═══ INFORMATION PROVIDED ═══
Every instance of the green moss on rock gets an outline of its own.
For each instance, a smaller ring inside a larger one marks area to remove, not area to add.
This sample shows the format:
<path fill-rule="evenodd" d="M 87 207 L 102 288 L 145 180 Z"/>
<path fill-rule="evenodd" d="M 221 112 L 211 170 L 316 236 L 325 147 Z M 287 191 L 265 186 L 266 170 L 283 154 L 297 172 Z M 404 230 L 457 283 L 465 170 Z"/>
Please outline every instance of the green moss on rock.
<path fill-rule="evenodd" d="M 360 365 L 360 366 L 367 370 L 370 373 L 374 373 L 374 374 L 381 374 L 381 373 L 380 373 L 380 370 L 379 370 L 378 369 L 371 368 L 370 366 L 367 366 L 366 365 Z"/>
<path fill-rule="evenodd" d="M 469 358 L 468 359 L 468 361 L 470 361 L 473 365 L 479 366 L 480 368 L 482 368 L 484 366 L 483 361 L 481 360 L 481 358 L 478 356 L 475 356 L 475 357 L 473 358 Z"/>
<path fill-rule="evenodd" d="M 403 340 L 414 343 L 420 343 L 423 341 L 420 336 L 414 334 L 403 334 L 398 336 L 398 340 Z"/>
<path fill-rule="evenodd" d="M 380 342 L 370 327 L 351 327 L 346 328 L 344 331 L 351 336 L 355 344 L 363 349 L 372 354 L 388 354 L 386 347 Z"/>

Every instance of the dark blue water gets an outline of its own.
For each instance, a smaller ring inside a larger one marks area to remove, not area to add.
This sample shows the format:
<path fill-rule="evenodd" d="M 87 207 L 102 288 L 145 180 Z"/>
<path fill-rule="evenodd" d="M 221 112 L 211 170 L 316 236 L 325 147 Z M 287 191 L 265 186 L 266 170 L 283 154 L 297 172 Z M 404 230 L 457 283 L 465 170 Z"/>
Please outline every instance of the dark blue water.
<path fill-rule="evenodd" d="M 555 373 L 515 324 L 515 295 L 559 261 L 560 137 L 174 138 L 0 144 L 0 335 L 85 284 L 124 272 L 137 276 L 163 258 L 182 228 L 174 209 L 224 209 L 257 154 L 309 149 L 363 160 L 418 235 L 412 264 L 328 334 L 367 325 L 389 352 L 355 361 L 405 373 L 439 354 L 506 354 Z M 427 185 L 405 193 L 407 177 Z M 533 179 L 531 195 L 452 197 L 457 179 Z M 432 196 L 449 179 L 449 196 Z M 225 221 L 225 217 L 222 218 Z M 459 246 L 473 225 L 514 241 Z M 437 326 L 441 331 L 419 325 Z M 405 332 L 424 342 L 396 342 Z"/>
═══
■ REQUIREMENT
Print all of the rows above verbatim, leaving every line unchanged.

■ TASK RESULT
Every instance of the green moss on rock gets an outline of its own.
For each instance, a smaller ring inside a larger one marks area to remove, not area to add.
This sample shows the format:
<path fill-rule="evenodd" d="M 87 207 L 102 288 L 145 180 Z"/>
<path fill-rule="evenodd" d="M 221 112 L 211 170 L 316 236 L 325 147 Z M 287 191 L 265 186 L 266 170 L 283 154 L 297 172 Z M 404 230 L 457 283 L 465 170 Z"/>
Please outline every instance of the green moss on rock.
<path fill-rule="evenodd" d="M 360 365 L 360 366 L 367 370 L 370 373 L 374 373 L 374 374 L 381 374 L 381 373 L 380 373 L 380 370 L 379 370 L 378 369 L 371 368 L 370 366 L 367 366 L 366 365 Z"/>
<path fill-rule="evenodd" d="M 469 358 L 468 359 L 468 361 L 470 361 L 473 365 L 479 366 L 480 368 L 482 368 L 484 366 L 483 361 L 481 360 L 481 358 L 478 356 L 475 356 L 475 357 L 473 358 Z"/>
<path fill-rule="evenodd" d="M 403 340 L 414 343 L 420 343 L 423 341 L 420 336 L 414 334 L 403 334 L 398 336 L 398 340 Z"/>
<path fill-rule="evenodd" d="M 380 342 L 370 327 L 351 327 L 346 328 L 344 331 L 351 336 L 355 344 L 363 349 L 372 354 L 388 354 L 386 347 Z"/>

Every instance of the dark blue water gets an outline of its own.
For each instance, a smaller ring inside a larger one marks area to remove, not area to add.
This sample shows the format:
<path fill-rule="evenodd" d="M 87 207 L 102 288 L 145 180 Z"/>
<path fill-rule="evenodd" d="M 221 112 L 211 170 L 316 236 L 325 147 Z M 287 191 L 265 186 L 266 170 L 283 154 L 297 172 Z M 404 230 L 457 283 L 465 170 Z"/>
Please outline every instance of the dark blue water.
<path fill-rule="evenodd" d="M 555 373 L 515 324 L 515 295 L 559 261 L 560 137 L 174 138 L 0 144 L 0 335 L 85 284 L 124 272 L 137 276 L 163 258 L 182 228 L 174 209 L 224 209 L 257 154 L 309 149 L 363 160 L 418 235 L 412 264 L 328 334 L 367 325 L 389 352 L 355 361 L 405 373 L 439 354 L 506 354 Z M 427 185 L 405 193 L 407 177 Z M 533 179 L 531 195 L 452 197 L 457 179 Z M 432 196 L 449 179 L 449 196 Z M 225 221 L 225 217 L 222 218 Z M 459 246 L 473 225 L 514 241 Z M 437 326 L 441 331 L 419 325 Z M 405 332 L 424 342 L 396 342 Z"/>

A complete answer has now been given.